▸ Document extract
- - -

W3C home > Mailing lists > Public > public-rdf-wg@w3.org > May 2011

Re: Proposal for ISSUE-12, string literals

From: Ivan Herman <ivan@w3.org>
Date: Thu, 12 May 2011 14:06:37 +0200
Cc: antoine.zimmermann@insa-lyon.fr, public-rdf-wg@w3.org
Message-Id: <C63B0ED9-E9EA-49A2-AFD9-FE05E80BE522@w3.org>
To: Richard Cyganiak <richard@cyganiak.de>

On May 12, 2011, at 13:52 , Richard Cyganiak wrote:

> On 12 May 2011, at 11:36, Antoine Zimmermann wrote:
>> The XSD specifications define the canonical form of xsd:boolean, xsd:decimal, xsd:float, xsd:double, xsd:dateTime, xsd:time, xsd:date, xsd:hexBinary, xsd:integer, xsd:nonPositiveInteger, xsd:negativeInteger, xsd:long, xsd:int, xsd:short, xsd:byte, xsd:nonNegativeInteger, xsd:unsignedLong, xsd:unsignedInt, xsd:unsignedShort, xsd:unsignedByte, xsd:positiveInteger.
>> 
>> RDF could simply rely on these definitions.
> 
> +1.
> 

Me too.

> But I'd be tempted to go further and make only the primitive types such as xsd:decimal into RDF canonical forms. This would mean that systems MAY canonicalize all numbers to a single numeric datatype.
> 

Do you mean like the 'canonical' forms in Turtle? I may miss something here.

Ivan



> Best,
> Richard
> 
> 
> 
>> 
>> Le 12/05/2011 12:19, Richard Cyganiak a écrit :
>>> On 12 May 2011, at 09:22, Ivan Herman wrote:
>>>> - You make the remark on the wiki page on 'extending this to
>>>> numeric literals', which I would rather say 'extending this to any
>>>> datatype' (eg, xsd:dateTime, too).

- - -

▸ Stated task 1
Reproduce the mailing list message above in full, word for word.

[Excerpts from a point labeling dataset]
- - -

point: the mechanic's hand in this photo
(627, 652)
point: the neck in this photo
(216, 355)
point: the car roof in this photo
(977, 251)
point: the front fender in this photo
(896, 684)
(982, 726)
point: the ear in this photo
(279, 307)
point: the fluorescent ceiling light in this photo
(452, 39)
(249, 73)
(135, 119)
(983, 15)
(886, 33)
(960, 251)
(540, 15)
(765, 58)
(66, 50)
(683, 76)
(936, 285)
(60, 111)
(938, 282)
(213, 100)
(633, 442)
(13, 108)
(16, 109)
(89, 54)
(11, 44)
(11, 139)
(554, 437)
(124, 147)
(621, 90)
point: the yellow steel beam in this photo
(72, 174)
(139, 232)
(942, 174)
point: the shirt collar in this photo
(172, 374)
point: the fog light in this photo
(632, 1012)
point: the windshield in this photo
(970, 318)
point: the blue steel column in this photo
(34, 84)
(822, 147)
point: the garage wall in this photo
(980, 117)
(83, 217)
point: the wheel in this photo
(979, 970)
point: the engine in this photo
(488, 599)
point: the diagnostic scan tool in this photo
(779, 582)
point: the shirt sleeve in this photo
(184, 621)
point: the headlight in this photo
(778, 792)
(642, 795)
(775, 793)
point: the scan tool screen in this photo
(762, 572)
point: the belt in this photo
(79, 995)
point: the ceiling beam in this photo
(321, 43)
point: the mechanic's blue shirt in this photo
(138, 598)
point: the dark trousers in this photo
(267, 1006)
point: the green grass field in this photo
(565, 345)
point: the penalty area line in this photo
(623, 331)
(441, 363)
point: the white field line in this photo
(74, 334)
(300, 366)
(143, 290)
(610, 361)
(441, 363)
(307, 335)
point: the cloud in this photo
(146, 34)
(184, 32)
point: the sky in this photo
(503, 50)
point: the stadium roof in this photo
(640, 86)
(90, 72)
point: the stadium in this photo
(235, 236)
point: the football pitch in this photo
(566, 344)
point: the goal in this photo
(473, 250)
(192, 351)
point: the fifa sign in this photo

- - -

▸ Stated task 2
Pull out every line of the records that contains the word "stadium", treating uppercase and lowercase as different.

▸ Result 1
W3C home > Mailing lists > Public > public-rdf-wg@w3.org > May 2011

Re: Proposal for ISSUE-12, string literals

From: Ivan Herman <ivan@w3.org>
Date: Thu, 12 May 2011 14:06:37 +0200
Cc: antoine.zimmermann@insa-lyon.fr, public-rdf-wg@w3.org
Message-Id: <C63B0ED9-E9EA-49A2-AFD9-FE05E80BE522@w3.org>
To: Richard Cyganiak <richard@cyganiak.de>

On May 12, 2011, at 13:52 , Richard Cyganiak wrote:

> On 12 May 2011, at 11:36, Antoine Zimmermann wrote:
>> The XSD specifications define the canonical form of xsd:boolean, xsd:decimal, xsd:float, xsd:double, xsd:dateTime, xsd:time, xsd:date, xsd:hexBinary, xsd:integer, xsd:nonPositiveInteger, xsd:negativeInteger, xsd:long, xsd:int, xsd:short, xsd:byte, xsd:nonNegativeInteger, xsd:unsignedLong, xsd:unsignedInt, xsd:unsignedShort, xsd:unsignedByte, xsd:positiveInteger.
>> 
>> RDF could simply rely on these definitions.
> 
> +1.
> 

Me too.

> But I'd be tempted to go further and make only the primitive types such as xsd:decimal into RDF canonical forms. This would mean that systems MAY canonicalize all numbers to a single numeric datatype.
> 

Do you mean like the 'canonical' forms in Turtle? I may miss something here.

Ivan



> Best,
> Richard
> 
> 
> 
>> 
>> Le 12/05/2011 12:19, Richard Cyganiak a écrit :
>>> On 12 May 2011, at 09:22, Ivan Herman wrote:
>>>> - You make the remark on the wiki page on 'extending this to
>>>> numeric literals', which I would rather say 'extending this to any
>>>> datatype' (eg, xsd:dateTime, too).

▸ Result 2
point: the stadium roof in this photo
point: the stadium in this photo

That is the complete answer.